Requirement a:
Identify every line in the rows below that contains the word "arched", and copy each of those lines.

## Begin Selected passage

# Free Aquarium Accessory Kit" valued at $29.99 from Hagen



## will5

Here is the link to get your Aquarium Accessory Kit" valued at $29.99 from Hagen.

http://www.hagen.com/usa/aquatic/addinfo/aquaclear_stories.cfm

*Just a note to let anyone who is just reading this thread for the first time know that this promotion has ended.*


----------



## erijnal

Neaaat... I'm curious to see what I'm gonna get. Didn't have to pay for postage or anything either.


----------



## Jdinh04

Nice, lets see if I get this thing!


----------



## ponyrandy

I just couldn't resist. The AC is on my 6 year old's 10 gallon. How cool would it be if a picture of his tank showed up in a magazine ad? Thanks for the post William.
Brian


----------



## will5

ponyrandy said:


> I just couldn't resist. The AC is on my 6 year old's 10 gallon. How cool would it be if a picture of his tank showed up in a magazine ad? Thanks for the post William.
> Brian


Your welcom.

I would love to have my tanks picture in a magazine ad. As of right now i am gathering plants and driftwood to do a total re-scape of my 10 gallon high light which is the tank that has the Aquaclear on it. It would be great way of getting more people into the hobby.


----------



## zach987

Has anyone received this package yet?


----------



## gotcheaprice

Not yet. Did this about a month ago too...


----------



## Squawkbert

Nothing here either


----------



## will5

Yeah nothing here either.


----------



## mikenas102

They probably didn't expect the amount of responses they got. I've seen the link posted on many different message boards. There's probably somebody in the advertising department saying "oh s..t, how do I tell the boss about this?"


----------



## ponyrandy

I haven't heard anything either.
Brian


----------



## JanS

I bet with something like that it will take at least a couple of months or more.

I'll be interested in hearing exactly what you got though....


----------



## zach987

JanS said:


> I bet with something like that it will take at least a couple of months or more.
> 
> I'll be interested in hearing exactly what you got though....


I'm guessing a ton of samples, but a pretty regulator would be nice


----------



## mikenas102

I guess this officially has 'old thread' status by now. I'm still waiting on my freebies. Anybody get anything yet?


----------



## ponyrandy

Still nothing.
Brian


----------



## zach987

Nothing yet as well.


----------



## goalcreas

Not a thing, maybe they snuck into my house and found that I really did not have an AC on any of my tanks (do now on my Pico Reef, it doubles as a refuge) and decided not to send it to me.


----------



## mikenas102

I've never even owned an aquaclear, but I did stay at a Holiday Inn Express last night. I'm quite proud of the story I made up for that non-existent freebie pack.


----------



## goalcreas

Yeah, I was all about setting up a HOB but
I just saved a ton of money on my car insurance by switching to GECO


----------



## mikenas102

Ohhh! Touche'.

## End Selected passage
## Begin Data listing

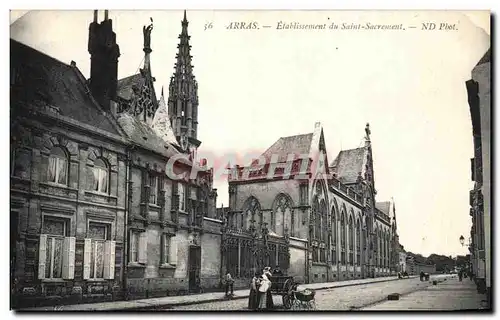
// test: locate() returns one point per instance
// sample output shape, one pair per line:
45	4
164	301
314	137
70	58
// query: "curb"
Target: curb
171	305
385	299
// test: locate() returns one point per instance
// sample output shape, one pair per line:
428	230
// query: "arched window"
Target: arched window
351	241
101	177
182	196
380	248
282	217
375	246
334	235
358	243
317	219
316	228
58	166
322	215
252	213
342	238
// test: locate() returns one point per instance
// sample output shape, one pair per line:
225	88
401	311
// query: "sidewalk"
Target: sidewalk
446	295
195	298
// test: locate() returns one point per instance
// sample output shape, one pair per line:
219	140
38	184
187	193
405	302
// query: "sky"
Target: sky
256	86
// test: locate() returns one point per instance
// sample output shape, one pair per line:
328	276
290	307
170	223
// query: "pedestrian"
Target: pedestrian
253	299
229	284
264	287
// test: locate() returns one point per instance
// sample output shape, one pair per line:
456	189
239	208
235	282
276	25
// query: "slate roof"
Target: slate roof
143	135
348	165
298	144
125	85
384	206
161	123
43	78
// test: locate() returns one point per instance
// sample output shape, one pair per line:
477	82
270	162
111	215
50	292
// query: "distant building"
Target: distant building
478	91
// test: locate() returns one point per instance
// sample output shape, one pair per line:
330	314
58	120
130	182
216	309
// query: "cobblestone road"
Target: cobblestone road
344	298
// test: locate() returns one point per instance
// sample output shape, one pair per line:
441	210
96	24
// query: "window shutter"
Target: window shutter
173	250
68	271
143	247
42	256
175	195
109	260
87	249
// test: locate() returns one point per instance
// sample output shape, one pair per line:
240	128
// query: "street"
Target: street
343	298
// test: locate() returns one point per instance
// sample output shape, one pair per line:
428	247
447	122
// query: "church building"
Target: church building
317	222
104	205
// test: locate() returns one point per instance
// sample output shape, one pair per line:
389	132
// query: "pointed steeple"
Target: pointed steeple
183	95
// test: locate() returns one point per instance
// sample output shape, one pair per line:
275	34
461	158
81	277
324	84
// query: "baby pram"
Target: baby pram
302	299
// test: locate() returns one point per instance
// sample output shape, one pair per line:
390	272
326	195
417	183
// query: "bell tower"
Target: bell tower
183	96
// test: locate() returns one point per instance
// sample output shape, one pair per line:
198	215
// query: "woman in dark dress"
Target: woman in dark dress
253	299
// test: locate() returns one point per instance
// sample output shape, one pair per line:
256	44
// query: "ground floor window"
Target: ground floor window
56	252
99	252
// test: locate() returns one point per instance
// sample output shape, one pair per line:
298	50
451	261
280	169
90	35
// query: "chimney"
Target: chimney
104	53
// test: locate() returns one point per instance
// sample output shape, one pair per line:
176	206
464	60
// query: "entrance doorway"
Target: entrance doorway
14	220
194	267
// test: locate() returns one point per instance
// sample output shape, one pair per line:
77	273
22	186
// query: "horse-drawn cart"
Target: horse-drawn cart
287	288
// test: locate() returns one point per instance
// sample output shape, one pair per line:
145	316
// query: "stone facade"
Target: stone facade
108	200
67	187
329	227
478	90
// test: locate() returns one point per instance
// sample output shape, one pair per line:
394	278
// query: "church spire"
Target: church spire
183	94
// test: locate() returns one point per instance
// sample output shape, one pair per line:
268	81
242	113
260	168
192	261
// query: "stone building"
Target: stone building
108	200
68	182
317	222
478	91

## End Data listing

Requirement b:
Summarize the forum thread above about the free Hagen aquarium accessory kit in two sentences.

Task result a:
// query: "arched window"
Target: arched window

Task result b:
A member posted a link for getting a free Aquarium Accessory Kit valued at $29.99 from Hagen and later noted that the promotion had ended, and several others signed up, one mentioning that no postage was required. As the thread went on, members repeatedly reported that nothing had arrived, with some guessing that the company had not expected so many responses or that delivery would take a couple of months, and the thread closed with jokes.